Cosa fare:
Trascrivi senza cambiare nulla il testo su Mishima: parti dal punto in cui compare "Cultura. Il comunitarismo" e fermati subito dopo "come alternativa all’individualismo.".

Testo di partenza:

Cultura. Il comunitarismo di Mishima in “Sole e acciaio”

Yukia Mishima
Yukia Mishima

Pubblichiamo un estratto di “Sole e acciaio” di Youkio Mishima, dal quale emerge la visione comunitaria dello scrittore patriottico giapponese, come alternativa all’individualismo.

O piuttosto avevo perduto la tragicità del gruppo, la tragicità in quanto membro del gruppo. Se fossi riuscito a identificarmi con esso, avrei potuto partecipare alla tragedia molto più facilmente, ma fin dall’inizio le parole avevano operato per allontanarmi sempre più dal gruppo.

Inoltre percepivo che la mia mancanza di idoneità fisica non mi avrebbe consentito una fusione con il gruppo, da cui ero quindi costantemente respinto; e il desiderio che provavo di giustificarmi mi indusse ad accumulare una addestramento verbale, con il risultato che simili parole rifiutavano protervamente ciò che il gruppo significava. O meglio, la pioggia di parola che continuava a cadere dentro di me come un acquazzone prima della luce dell’alba, nel periodo in cui la mia esperienza stava ancora germogliando, presagiva la mia impossibilità di integrarmi al gruppo. Il primo atto della mia vita fu la costruzione di me stesso tra quella pioggia.
L’intuizione della mia infanzia, che il gruppo rappresentasse il principio della carne, era dunque esatta. Fino ad oggi non ho mai sentito la necessità di modificarla. Fu negli ultimi anni, quando conobbi quella vertigine rosata ( da me definita “alba della carne”) che si manifesta dopo un uso violento del proprio corpo o al termine di una estrema fatica, che incominciai a capire il significato del gruppo.

Elenco:
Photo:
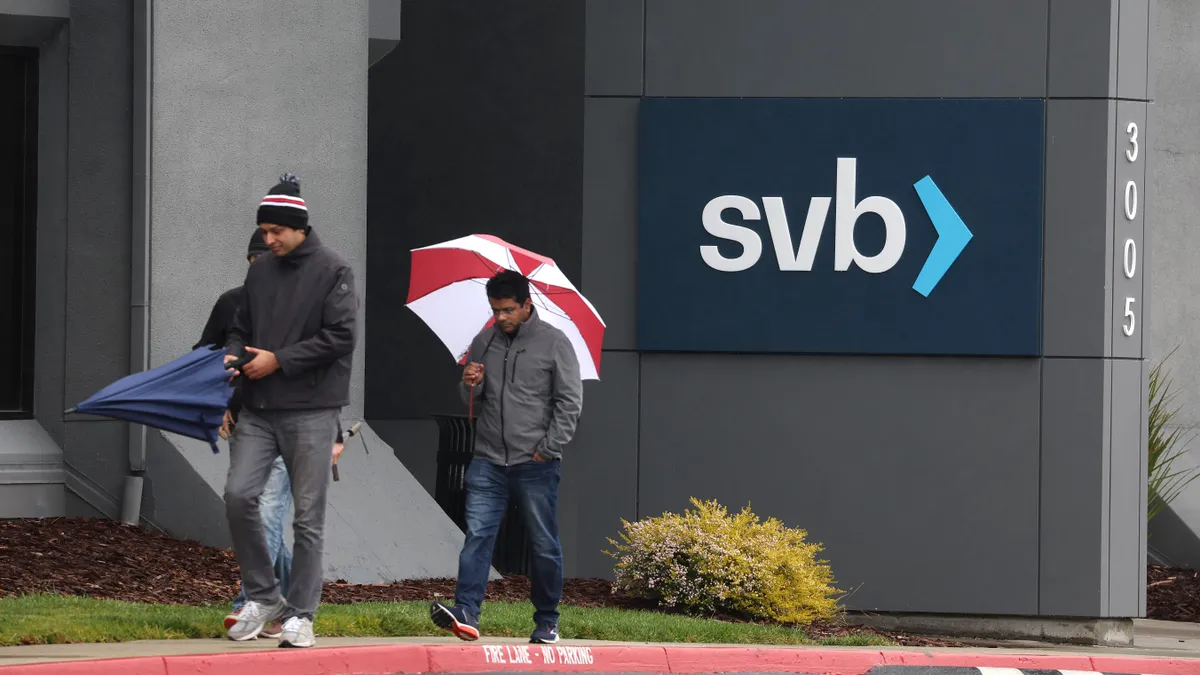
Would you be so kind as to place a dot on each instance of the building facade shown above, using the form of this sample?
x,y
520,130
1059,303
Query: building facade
x,y
879,269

La risposta:
Cultura. Il comunitarismo di Mishima in “Sole e acciaio”

Yukia Mishima
Yukia Mishima

Pubblichiamo un estratto di “Sole e acciaio” di Youkio Mishima, dal quale emerge la visione comunitaria dello scrittore patriottico giapponese, come alternativa all’individualismo.